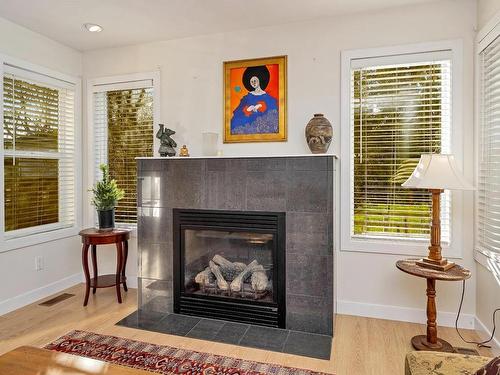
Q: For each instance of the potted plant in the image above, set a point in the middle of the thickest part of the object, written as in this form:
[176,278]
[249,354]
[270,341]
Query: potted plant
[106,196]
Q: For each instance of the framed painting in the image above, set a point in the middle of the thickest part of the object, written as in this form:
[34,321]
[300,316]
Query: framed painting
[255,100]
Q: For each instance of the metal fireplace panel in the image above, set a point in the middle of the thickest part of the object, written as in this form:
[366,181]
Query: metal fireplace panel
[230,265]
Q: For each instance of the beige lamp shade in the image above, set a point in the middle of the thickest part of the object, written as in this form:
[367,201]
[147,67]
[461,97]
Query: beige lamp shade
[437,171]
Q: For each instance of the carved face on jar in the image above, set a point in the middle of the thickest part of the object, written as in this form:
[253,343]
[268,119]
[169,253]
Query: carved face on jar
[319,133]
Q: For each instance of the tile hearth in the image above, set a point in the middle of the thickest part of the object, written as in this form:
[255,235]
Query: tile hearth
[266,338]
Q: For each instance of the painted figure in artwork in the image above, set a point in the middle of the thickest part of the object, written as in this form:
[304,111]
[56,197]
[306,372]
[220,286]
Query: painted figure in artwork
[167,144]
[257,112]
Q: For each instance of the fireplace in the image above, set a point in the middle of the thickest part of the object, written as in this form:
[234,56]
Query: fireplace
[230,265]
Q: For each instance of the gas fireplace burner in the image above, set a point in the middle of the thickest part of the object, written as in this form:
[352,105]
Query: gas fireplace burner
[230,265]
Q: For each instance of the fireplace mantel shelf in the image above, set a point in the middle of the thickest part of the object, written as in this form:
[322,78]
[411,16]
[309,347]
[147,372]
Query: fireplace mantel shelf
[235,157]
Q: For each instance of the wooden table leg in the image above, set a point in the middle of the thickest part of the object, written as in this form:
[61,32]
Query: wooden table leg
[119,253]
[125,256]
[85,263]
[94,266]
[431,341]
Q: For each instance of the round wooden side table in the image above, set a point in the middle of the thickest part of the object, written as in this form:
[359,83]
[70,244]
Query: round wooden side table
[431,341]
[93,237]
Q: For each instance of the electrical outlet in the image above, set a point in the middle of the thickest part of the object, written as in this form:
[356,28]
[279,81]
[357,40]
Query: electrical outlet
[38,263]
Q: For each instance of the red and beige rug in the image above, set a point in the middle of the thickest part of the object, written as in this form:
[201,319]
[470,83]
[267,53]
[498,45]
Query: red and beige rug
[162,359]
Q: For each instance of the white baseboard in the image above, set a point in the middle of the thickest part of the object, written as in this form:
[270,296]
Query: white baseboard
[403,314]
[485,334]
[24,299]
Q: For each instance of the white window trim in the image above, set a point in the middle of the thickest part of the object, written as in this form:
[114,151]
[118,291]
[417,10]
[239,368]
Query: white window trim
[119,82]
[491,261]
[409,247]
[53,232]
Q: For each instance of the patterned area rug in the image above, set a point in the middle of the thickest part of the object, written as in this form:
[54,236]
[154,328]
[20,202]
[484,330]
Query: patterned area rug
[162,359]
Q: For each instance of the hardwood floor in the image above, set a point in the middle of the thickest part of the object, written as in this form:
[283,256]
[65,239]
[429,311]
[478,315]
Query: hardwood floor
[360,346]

____________

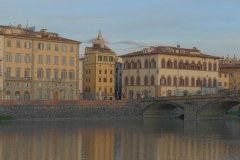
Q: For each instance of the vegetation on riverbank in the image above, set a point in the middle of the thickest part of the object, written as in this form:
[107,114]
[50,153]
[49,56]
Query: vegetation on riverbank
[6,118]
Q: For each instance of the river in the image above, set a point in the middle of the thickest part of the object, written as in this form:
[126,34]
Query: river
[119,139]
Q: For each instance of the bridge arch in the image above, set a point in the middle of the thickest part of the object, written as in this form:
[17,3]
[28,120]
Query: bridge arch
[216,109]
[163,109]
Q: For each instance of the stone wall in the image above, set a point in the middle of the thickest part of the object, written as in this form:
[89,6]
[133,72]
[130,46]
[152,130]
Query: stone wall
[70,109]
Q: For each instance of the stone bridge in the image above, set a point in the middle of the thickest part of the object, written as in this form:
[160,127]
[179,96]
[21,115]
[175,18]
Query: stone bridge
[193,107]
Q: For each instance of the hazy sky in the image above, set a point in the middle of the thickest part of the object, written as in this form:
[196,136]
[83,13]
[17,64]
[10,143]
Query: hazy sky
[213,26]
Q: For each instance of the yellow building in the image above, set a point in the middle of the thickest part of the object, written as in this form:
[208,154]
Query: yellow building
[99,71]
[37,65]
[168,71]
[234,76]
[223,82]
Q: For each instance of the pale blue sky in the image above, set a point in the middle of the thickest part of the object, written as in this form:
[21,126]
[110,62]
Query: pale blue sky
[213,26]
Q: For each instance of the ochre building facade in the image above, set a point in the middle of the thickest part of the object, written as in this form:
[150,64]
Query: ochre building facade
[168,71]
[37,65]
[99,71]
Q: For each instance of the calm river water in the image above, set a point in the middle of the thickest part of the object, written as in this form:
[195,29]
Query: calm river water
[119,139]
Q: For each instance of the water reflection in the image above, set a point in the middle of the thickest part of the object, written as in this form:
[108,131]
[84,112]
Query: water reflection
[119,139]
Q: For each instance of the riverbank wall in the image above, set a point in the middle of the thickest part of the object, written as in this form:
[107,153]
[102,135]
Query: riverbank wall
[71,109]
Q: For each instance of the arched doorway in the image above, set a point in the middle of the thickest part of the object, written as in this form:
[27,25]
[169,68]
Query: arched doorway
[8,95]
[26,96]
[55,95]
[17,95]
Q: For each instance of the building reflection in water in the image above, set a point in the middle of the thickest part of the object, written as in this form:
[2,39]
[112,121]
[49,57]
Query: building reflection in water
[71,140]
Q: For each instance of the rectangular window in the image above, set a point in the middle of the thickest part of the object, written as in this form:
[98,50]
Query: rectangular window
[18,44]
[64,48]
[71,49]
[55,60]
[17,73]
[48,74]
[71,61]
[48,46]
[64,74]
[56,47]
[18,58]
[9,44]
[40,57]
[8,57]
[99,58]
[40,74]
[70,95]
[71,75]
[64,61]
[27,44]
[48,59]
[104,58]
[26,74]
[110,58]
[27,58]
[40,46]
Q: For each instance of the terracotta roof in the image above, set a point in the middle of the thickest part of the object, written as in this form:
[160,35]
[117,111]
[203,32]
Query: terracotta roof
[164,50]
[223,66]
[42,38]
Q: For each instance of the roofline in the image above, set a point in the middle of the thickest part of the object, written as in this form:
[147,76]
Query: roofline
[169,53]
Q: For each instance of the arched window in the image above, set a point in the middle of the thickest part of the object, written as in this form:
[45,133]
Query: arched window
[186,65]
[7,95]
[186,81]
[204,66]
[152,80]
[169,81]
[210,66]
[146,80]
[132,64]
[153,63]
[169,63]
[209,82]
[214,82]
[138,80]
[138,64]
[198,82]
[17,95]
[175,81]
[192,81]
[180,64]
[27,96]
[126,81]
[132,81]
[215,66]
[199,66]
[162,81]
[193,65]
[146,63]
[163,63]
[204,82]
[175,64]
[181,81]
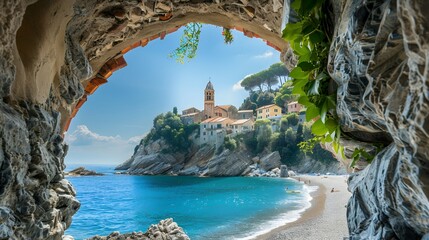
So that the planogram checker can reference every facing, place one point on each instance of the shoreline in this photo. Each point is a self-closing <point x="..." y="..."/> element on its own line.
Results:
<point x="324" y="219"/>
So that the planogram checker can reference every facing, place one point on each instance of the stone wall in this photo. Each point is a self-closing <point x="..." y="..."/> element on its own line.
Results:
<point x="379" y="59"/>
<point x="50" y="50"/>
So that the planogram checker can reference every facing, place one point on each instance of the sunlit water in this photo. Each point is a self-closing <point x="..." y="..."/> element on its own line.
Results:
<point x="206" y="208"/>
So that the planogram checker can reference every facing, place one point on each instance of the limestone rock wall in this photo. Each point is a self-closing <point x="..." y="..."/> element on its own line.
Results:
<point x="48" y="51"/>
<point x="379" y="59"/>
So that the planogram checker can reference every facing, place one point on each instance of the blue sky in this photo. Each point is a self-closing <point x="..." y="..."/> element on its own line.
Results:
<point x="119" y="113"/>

____________

(Work required):
Your task is to collect every line above that contains the word "checker".

(Output):
So that the planogram checker can reference every facing, place one point on each instance of the shoreline in this photo. Each point is a self-closing <point x="..." y="..."/> element on its own line.
So that the planogram checker can reference every facing, place one point on each instance of the stone wall in this photo. Each point is a self-closing <point x="..." y="..."/> element on its own line.
So that the planogram checker can reference every facing, place one point on each instance of the sunlit water in this photo. Each point is a self-closing <point x="..." y="..."/> element on its own line.
So that the planogram checker can reference every facing, place one point on each instance of the limestone rock wall in this photo. Each point is a self-closing <point x="..." y="..."/> element on its own line.
So that the planogram checker can reference every facing, place one point on each instance of the blue sky in this photo. Each point is a self-closing <point x="..." y="..."/> element on its own line.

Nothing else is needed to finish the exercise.